• **TASK TO CARRY OUT**: Pick out every row that contains the word "brown" and copy each one in full.

• **SUPPLIED RECORDS**:
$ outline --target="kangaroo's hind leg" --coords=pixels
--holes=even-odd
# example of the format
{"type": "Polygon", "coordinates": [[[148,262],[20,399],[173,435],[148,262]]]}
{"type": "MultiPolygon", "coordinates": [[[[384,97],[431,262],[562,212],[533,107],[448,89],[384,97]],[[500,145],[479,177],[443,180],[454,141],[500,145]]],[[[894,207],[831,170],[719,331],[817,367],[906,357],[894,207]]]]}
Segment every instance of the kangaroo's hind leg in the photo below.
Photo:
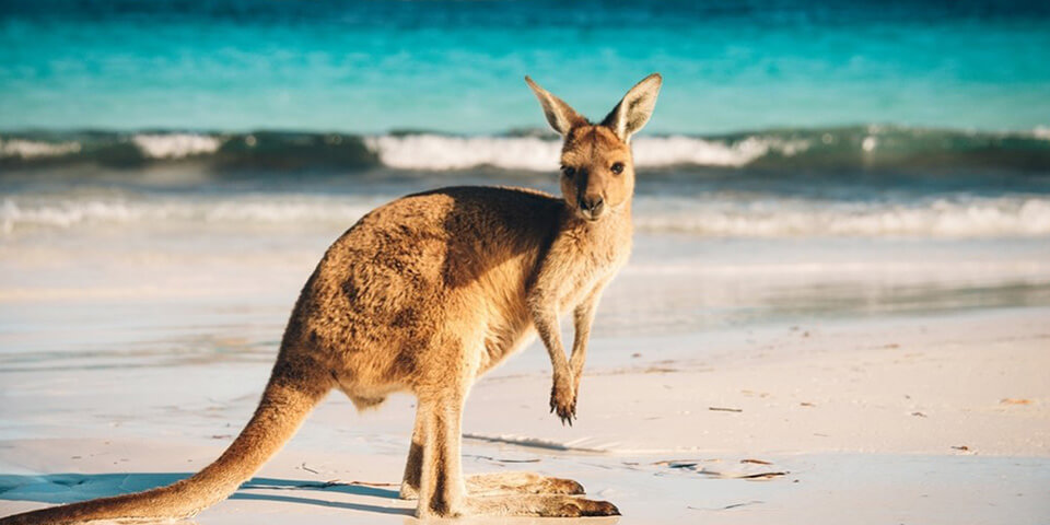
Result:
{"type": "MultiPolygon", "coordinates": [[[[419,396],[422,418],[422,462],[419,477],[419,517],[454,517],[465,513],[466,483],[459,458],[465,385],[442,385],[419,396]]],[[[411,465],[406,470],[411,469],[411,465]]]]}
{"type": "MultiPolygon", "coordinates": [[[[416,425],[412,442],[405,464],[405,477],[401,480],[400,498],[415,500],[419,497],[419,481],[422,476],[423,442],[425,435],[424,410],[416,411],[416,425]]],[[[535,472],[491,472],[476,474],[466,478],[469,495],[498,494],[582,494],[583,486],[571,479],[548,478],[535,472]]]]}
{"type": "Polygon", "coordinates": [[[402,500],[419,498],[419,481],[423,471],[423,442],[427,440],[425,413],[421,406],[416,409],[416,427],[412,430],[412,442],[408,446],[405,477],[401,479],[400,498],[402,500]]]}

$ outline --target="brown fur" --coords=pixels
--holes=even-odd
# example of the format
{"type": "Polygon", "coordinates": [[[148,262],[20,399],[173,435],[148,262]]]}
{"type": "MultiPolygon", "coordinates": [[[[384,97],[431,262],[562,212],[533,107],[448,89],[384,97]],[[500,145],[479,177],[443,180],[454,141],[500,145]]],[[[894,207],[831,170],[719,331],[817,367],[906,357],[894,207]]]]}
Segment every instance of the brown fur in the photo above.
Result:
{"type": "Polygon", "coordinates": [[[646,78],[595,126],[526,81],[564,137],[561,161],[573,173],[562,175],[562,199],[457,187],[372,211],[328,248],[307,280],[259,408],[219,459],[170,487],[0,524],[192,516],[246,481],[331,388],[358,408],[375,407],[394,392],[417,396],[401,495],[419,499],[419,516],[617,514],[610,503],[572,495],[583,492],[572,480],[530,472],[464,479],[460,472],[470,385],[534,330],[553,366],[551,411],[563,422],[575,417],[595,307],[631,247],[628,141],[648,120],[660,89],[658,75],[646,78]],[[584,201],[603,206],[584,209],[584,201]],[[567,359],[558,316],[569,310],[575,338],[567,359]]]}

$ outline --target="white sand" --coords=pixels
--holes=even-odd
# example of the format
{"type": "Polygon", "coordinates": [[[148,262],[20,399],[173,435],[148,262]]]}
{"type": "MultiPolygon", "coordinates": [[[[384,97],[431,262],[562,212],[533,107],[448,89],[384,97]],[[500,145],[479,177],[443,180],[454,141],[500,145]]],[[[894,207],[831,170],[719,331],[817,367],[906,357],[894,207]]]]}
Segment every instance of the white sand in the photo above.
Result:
---
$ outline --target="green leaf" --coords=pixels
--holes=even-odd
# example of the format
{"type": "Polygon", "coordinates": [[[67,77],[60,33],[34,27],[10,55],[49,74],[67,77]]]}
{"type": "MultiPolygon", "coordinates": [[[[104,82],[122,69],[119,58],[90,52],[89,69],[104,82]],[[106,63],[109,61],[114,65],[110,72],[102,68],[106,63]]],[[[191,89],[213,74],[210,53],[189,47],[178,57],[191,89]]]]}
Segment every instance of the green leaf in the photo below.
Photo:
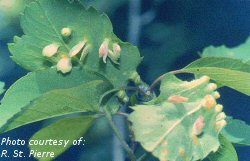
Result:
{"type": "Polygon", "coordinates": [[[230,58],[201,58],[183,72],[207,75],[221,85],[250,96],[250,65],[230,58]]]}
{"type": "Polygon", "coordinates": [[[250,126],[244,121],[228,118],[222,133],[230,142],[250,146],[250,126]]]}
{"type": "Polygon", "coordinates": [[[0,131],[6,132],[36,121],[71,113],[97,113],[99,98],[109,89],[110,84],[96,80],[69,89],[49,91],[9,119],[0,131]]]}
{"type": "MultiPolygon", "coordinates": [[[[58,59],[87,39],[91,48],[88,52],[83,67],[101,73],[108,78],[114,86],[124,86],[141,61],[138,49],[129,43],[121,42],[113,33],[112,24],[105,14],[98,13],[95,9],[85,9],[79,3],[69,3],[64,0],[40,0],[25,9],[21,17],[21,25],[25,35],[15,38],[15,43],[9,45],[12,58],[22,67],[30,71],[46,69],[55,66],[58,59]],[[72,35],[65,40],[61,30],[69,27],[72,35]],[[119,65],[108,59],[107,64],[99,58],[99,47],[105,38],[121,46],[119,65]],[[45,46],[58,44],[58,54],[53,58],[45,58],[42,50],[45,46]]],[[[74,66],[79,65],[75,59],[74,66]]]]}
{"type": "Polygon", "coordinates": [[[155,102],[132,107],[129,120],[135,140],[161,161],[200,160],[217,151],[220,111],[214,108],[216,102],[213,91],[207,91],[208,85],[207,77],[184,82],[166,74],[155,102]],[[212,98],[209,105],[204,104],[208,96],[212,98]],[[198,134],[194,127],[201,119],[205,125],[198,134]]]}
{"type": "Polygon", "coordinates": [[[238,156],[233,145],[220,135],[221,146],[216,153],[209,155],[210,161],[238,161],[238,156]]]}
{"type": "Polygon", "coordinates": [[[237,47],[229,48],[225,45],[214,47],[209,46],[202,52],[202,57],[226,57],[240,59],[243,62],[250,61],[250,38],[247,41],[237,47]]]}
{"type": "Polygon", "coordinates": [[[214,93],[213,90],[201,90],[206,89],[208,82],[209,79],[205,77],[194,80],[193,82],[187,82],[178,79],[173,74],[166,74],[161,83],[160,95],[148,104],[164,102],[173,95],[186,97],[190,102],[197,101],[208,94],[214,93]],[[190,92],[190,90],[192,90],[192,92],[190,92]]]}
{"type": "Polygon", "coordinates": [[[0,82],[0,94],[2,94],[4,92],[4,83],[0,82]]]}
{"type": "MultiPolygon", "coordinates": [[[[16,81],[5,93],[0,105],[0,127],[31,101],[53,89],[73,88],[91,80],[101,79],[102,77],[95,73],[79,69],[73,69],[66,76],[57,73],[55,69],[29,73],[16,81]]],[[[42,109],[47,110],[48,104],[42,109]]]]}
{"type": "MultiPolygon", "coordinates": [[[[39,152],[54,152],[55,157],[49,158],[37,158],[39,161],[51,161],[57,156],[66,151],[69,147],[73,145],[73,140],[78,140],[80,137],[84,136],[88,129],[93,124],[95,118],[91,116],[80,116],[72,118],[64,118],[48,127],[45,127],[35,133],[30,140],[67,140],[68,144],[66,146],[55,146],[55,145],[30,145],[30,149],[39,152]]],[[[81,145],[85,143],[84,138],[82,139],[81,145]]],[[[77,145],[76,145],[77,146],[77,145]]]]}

• **WRITTEN SOLUTION**:
$ outline --target="brown fur" --coords=pixels
Segment every instance of the brown fur in the photo above.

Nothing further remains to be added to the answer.